■ Supplied records:

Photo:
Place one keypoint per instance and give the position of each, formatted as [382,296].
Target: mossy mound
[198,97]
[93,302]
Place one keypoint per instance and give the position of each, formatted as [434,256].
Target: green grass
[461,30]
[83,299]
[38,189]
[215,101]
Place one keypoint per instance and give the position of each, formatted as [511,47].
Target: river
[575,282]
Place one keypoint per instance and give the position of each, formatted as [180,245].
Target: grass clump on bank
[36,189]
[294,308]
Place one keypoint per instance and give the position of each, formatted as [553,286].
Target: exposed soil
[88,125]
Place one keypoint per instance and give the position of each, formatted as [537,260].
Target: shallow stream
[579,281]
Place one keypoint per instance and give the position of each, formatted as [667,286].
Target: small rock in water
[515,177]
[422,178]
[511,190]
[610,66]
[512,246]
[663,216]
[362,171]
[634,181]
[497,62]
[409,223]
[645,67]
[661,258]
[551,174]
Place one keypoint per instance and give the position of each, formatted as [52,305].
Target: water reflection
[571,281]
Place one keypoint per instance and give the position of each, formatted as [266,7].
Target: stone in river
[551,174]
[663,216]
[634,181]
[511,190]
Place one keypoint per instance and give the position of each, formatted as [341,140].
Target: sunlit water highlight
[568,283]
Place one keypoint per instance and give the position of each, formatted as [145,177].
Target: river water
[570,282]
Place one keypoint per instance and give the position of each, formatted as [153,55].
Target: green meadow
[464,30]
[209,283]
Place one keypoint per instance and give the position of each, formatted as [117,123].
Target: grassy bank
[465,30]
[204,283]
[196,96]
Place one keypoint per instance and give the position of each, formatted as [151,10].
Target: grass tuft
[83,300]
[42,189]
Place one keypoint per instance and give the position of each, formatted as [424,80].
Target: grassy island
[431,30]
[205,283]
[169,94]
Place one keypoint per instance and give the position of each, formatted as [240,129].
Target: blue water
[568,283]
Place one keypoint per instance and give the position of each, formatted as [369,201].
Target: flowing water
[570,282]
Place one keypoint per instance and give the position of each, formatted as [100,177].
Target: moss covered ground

■ Written instruction: Return every line of the records above with no changes at all.

■ Output for this exercise:
Photo:
Place one keypoint per instance and give the position of each, formatted as [382,296].
Target: mossy mound
[198,97]
[93,302]
Place one keypoint per instance and give the position of each, formatted as [434,256].
Target: green grass
[461,30]
[83,299]
[38,189]
[215,101]
Place one keypoint per instance and give the position of each, formatted as [511,47].
Target: river
[575,282]
Place one keypoint per instance and give the position of each, formatted as [180,245].
Target: grass clump on bank
[36,189]
[294,308]
Place one keypoint per instance and give the position of each, formatted as [553,286].
Target: exposed soil
[88,125]
Place one keypoint per instance and give the position of each, formatted as [537,260].
Target: shallow stream
[579,281]
Place one keypoint per instance and give the position of each, formatted as [667,286].
Target: small rock in water
[515,177]
[422,178]
[511,190]
[610,66]
[512,246]
[663,216]
[362,171]
[634,181]
[497,62]
[409,223]
[645,67]
[661,258]
[551,174]
Place one keypoint per instance and give the position of each, formatted as [52,305].
Target: water reflection
[571,281]
Place one keypoint per instance and give the position of each, formatted as [266,7].
Target: stone in river
[551,174]
[663,216]
[634,181]
[511,190]
Place one keypoint per instance and give the position of each, formatted as [341,140].
Target: sunlit water highlight
[568,283]
Place one keypoint per instance and give the position of each, formatted as [145,177].
Target: river water
[570,282]
Place one keypoint per instance and give the position of each, formatted as [153,55].
Target: green meadow
[464,30]
[209,283]
Place one keypoint per instance and give the position of each, formatted as [117,123].
Target: grassy bank
[465,30]
[204,283]
[196,96]
Place one keypoint per instance and give the position of each, formatted as [151,10].
Target: grass tuft
[83,300]
[42,189]
Place one keypoint per instance and give the position of each, formatted as [424,80].
Target: grassy island
[431,30]
[205,283]
[169,94]
Place one keypoint per instance and give the position of each, formatted as [240,129].
Target: blue water
[568,283]
Place one keypoint per instance and give the position of each, formatted as [369,201].
Target: flowing water
[570,282]
Place one keypoint per instance and give the position of each, formatted as [100,177].
Target: moss covered ground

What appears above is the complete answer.